Problem set:
• A. From the UW News item on the Dry SHIPS seismic survey, transcribe the part that opens with the words containing "With unprecedented clarity, wet" and closes with "of subsurface faults.".
• B. In the UW News item on the Dry SHIPS seismic survey, how many air guns did the 1998 Wet SHIPS experiment use to generate underwater seismic waves?
• C. Take the UW News item on the Dry SHIPS seismic survey further, continuing it from its last sentence.

Source extract:
☆ ☆ ☆ ☆ ☆
UW News

September 16, 1999

‘Dry’ SHIPS to continue investigation of seismic hazards in Puget Sound region

News and Information

Geophysicists from four institutions, including the University of Washington, are launching a second round of the Seismic Hazards Investigations in Puget Sound (SHIPS) project that started last year.

This year’s program, called “Dry SHIPS,” will be entirely land based. A 60-mile “Seattle line” of 1,000 seismic recorders will cross the Puget Sound lowland, from Olympic National Park through Kitsap County, Bainbridge Island, Seattle and Redmond to the Cascade foothills. The recorders will document seismic waves generated by explosions in deep boreholes along the line.
Surveyors have recruited landowners and property managers, such as timber companies or local, state and federal agencies, to place seismic recorders on their property for four or five days.

Plans call for detonations in deep boreholes at 2- to 3-mile intervals along the seismic line. The detonations, carefully placed so the waves will not damage man-made or natural structures or disturb people, will occur in early morning hours to provide the best-quality data. After the work is completed, borehole and detonation sites will be restored to their original appearance along state Department of Ecology guidelines.

The 1998 “Wet SHIPS” experiment aboard the UW research vessel Thomas G. Thompson used 12 air guns to generate underwater seismic waves that were recorded by land- and seafloor-based seismometers. The Thompson mostly cruised north to south to collect seismic images beneath the Puget Sound lowland. Results of last year’s experiment are improving scientists’ understanding of the locations of subsurface crustal faults that can produce earthquakes in the Puget Sound area. They also are giving clues about how local geological structure might increase or reduce shaking in a strong earthquake.

With unprecedented clarity, wet SHIPS mapped the three-dimensional contrasts in the speed of sound produced by earthquake motion along crustal faults in the Puget Sound lowland, said Thomas Brocher of the U.S. Geological Survey in Menlo Park, Calif., who is heading the Dry SHIPS project. Maps produced by the project show that crustal faults found at the surface extend deep into the subsurface, a finding that helps earthquake seismologists define the geometry of subsurface faults.

For example, the Seattle fault is shown in the images to be a complex deformation, several miles wide and generally running east to west, that typically brings harder volcanic rocks over the softer sedimentary rocks that fill the Seattle basin. Wet SHIPS data provided the first evidence that the Seattle basin has at least three different subbasins separated by subsurface structures running north and south, Brocher said. At least two of those subbasins lie along mapped faults.

“Wet SHIPS gave us the big picture of the geological structures in the Puget lowland associated with crustal earthquakes,” Brocher said, “and Dry SHIPS will give us a close up look at the Seattle basin and whether the basin prolongs and enhances strong shaking during local earthquakes.”
☆ ☆ ☆ ☆ ☆
Records provided:
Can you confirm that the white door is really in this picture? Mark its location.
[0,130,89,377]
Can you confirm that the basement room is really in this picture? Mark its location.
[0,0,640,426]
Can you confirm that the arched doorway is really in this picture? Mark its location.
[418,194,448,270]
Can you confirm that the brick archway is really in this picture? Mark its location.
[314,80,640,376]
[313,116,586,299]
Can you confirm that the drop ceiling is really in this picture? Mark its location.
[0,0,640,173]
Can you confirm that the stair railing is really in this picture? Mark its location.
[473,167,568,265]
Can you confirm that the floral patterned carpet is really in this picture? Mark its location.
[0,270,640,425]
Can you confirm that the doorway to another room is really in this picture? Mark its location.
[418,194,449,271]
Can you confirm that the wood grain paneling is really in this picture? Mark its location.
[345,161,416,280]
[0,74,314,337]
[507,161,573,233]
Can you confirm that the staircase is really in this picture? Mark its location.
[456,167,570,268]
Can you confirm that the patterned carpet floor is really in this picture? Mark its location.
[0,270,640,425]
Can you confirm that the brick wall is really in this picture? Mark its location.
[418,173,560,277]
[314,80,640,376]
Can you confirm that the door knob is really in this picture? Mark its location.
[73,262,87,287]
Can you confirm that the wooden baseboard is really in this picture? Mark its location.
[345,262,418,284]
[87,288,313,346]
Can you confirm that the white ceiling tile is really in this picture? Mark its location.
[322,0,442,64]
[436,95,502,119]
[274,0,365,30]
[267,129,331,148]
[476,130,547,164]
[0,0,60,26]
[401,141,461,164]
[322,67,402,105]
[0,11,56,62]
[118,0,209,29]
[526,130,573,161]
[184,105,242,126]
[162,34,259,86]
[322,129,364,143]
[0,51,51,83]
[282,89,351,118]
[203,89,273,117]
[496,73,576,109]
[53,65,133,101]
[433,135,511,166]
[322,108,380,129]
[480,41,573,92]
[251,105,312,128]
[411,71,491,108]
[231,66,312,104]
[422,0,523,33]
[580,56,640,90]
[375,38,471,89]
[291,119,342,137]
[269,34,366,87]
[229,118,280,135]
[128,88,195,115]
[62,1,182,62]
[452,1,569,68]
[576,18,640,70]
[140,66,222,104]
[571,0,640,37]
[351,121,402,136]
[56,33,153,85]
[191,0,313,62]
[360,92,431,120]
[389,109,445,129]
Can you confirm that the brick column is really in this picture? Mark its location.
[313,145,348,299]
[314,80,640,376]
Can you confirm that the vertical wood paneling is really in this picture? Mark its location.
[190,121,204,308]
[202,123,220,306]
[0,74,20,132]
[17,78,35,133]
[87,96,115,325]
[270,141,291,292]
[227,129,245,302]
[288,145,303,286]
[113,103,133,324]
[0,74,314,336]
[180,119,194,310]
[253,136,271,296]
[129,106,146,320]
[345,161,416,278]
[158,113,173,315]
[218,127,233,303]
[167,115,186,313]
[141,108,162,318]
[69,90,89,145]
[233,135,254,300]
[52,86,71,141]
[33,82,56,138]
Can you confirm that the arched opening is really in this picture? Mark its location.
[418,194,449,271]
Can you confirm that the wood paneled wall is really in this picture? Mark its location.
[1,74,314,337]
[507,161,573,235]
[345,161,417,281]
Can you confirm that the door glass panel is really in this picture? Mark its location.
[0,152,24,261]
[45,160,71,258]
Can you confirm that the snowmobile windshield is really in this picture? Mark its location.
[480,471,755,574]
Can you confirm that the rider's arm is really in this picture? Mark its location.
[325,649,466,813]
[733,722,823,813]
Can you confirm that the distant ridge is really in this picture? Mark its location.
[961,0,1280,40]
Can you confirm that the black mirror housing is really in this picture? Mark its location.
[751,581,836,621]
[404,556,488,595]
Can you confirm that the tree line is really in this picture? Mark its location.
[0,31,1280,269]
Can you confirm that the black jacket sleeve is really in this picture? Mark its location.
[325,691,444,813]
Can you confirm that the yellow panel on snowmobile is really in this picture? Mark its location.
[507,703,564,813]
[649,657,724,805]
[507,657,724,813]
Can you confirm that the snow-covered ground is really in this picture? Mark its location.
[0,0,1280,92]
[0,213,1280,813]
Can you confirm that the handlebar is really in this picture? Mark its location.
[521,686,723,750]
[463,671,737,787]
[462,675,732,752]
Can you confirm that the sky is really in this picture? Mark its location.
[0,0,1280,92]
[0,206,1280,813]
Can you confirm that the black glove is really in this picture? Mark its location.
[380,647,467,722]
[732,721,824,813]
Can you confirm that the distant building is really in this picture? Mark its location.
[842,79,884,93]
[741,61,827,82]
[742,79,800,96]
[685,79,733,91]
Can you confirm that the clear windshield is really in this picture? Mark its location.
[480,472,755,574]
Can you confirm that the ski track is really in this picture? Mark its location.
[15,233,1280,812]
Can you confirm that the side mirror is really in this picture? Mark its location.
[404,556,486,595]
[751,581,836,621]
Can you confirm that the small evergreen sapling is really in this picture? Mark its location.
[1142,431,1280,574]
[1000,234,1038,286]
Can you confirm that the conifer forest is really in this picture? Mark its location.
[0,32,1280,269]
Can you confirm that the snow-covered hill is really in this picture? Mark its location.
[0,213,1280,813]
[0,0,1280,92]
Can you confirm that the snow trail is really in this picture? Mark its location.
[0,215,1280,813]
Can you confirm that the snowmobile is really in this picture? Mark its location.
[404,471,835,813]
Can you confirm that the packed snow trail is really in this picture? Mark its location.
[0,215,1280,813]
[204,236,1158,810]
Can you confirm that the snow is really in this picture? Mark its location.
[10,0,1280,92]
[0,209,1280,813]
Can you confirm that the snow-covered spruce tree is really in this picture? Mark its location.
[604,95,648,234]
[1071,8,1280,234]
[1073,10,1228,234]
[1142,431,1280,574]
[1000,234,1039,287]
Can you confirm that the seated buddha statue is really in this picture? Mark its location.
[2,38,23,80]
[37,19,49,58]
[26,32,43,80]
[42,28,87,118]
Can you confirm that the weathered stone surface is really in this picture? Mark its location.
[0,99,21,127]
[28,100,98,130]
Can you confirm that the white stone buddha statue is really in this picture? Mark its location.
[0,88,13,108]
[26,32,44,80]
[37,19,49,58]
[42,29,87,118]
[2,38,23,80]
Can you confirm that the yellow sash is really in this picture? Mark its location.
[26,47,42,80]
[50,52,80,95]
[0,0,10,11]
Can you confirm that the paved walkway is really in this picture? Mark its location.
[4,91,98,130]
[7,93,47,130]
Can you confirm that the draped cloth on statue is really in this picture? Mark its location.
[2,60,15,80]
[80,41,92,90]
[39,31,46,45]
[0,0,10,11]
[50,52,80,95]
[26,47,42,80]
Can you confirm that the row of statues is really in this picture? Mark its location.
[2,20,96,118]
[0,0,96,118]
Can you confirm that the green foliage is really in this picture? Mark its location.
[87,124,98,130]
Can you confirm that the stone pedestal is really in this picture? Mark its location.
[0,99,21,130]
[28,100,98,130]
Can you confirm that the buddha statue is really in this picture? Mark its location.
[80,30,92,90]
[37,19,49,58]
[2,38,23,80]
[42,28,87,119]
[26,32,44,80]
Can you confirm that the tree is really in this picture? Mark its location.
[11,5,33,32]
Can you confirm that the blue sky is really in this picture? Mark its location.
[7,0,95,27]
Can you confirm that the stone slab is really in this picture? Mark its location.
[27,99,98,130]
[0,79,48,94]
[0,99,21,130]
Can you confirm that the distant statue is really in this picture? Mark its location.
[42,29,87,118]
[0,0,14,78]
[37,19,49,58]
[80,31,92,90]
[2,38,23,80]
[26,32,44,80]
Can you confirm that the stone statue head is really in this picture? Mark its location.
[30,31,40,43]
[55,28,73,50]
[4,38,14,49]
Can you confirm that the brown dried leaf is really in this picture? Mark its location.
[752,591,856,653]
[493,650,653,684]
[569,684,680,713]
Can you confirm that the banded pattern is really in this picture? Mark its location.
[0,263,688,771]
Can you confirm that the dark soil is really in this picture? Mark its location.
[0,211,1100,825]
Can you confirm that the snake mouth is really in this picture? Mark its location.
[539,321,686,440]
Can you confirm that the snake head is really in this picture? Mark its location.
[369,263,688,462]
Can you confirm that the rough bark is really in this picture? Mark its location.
☆ ☆ ☆ ☆ ☆
Outputs:
• A.
With unprecedented clarity, wet SHIPS mapped the three-dimensional contrasts in the speed of sound produced by earthquake motion along crustal faults in the Puget Sound lowland, said Thomas Brocher of the U.S. Geological Survey in Menlo Park, Calif., who is heading the Dry SHIPS project. Maps produced by the project show that crustal faults found at the surface extend deep into the subsurface, a finding that helps earthquake seismologists define the geometry of subsurface faults.

• B. 12 air guns.

• C.
SHIPS is a cooperative project among the UW, the U.S. Geological Survey, the University of Texas at El Paso, Oregon State University and the Geological Survey of Canada, the first four of which are conducting the “dry” phase of the project.

Previous seismic, geophysical and geological studies of the Seattle basin, a major geological structure directly beneath the Seattle area, indicate it is as deep as 9 kilometers (5.5 miles) – equivalent to the height of Mount Everest. The Seattle fault, an active fault that has been the source for some major Seattle-area earthquakes, forms the basin’s southern boundary. Other large sediment-filled basins lie beneath Tacoma and Everett. Computer simulations suggest these basins might amplify and prolong strong ground shaking during earthquakes in the Puget Sound area.

Researchers expect the SHIPS data to provide a complete three-dimensional view of the Seattle basin, allowing them to model the effects of strong shaking on the basin over which much of Seattle, Bellevue, Kirkland and Redmond are built. Similar studies have been conducted in the Los Angeles basin and in the San Francisco Bay area.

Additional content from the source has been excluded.